What is required: Go through the lines below and copy each one that holds the string "sunglasses".

Given records:
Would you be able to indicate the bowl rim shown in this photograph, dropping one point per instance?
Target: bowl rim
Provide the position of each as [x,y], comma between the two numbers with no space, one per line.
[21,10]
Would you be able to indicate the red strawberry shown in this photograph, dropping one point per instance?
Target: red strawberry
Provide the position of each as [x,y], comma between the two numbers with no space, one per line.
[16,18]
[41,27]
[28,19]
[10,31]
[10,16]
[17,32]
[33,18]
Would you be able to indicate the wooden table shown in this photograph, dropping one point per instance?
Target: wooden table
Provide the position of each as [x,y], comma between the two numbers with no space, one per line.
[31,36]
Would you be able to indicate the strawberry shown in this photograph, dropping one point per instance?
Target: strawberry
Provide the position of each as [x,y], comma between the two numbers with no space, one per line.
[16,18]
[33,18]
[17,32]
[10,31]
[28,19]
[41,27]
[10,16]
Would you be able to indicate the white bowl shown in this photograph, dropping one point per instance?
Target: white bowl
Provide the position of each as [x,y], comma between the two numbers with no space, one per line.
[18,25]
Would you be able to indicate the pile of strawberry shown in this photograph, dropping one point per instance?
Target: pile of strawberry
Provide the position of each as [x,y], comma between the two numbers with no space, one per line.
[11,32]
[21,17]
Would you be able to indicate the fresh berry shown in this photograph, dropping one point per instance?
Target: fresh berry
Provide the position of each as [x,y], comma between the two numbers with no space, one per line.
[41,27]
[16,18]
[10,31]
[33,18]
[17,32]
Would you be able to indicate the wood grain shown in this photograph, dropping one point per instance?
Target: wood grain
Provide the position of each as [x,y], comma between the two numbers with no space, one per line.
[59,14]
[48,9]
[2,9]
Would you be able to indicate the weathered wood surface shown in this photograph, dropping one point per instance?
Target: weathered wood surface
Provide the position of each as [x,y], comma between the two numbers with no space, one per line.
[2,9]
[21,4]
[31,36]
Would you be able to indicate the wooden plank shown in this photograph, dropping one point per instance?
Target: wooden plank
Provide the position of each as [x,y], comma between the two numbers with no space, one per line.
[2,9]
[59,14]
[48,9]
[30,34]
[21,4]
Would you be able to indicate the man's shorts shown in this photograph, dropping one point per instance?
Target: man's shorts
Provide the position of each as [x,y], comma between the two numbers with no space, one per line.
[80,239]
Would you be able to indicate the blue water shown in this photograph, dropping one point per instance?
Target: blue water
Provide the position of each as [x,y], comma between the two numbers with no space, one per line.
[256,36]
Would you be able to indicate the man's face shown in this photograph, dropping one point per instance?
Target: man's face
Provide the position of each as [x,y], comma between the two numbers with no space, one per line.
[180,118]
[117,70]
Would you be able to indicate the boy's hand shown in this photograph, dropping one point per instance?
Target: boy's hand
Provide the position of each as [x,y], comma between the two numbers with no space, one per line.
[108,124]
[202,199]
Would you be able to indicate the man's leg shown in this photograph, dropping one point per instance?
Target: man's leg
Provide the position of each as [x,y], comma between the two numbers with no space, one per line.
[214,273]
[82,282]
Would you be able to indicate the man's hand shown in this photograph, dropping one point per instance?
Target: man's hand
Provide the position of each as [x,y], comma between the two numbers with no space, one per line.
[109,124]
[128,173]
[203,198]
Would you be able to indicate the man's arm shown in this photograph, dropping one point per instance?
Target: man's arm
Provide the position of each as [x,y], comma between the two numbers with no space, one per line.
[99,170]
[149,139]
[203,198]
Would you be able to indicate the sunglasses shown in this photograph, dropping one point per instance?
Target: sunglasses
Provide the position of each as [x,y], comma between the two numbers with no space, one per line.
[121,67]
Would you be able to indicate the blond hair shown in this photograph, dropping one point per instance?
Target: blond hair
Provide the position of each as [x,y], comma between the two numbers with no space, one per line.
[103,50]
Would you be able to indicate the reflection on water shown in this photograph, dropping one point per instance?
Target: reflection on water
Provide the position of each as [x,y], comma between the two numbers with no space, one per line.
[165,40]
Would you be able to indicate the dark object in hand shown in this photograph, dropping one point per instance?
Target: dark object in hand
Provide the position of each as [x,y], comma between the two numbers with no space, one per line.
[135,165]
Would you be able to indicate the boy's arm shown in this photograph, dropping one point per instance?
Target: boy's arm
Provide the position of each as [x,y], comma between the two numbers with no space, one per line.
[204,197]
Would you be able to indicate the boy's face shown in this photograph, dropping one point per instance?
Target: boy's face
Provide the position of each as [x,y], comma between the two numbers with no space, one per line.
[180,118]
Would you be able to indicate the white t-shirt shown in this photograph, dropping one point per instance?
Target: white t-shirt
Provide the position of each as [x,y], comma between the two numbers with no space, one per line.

Output for this exercise:
Would you be able to indicate the sunglasses shown in this photograph, dropping one point per instance?
Target: sunglasses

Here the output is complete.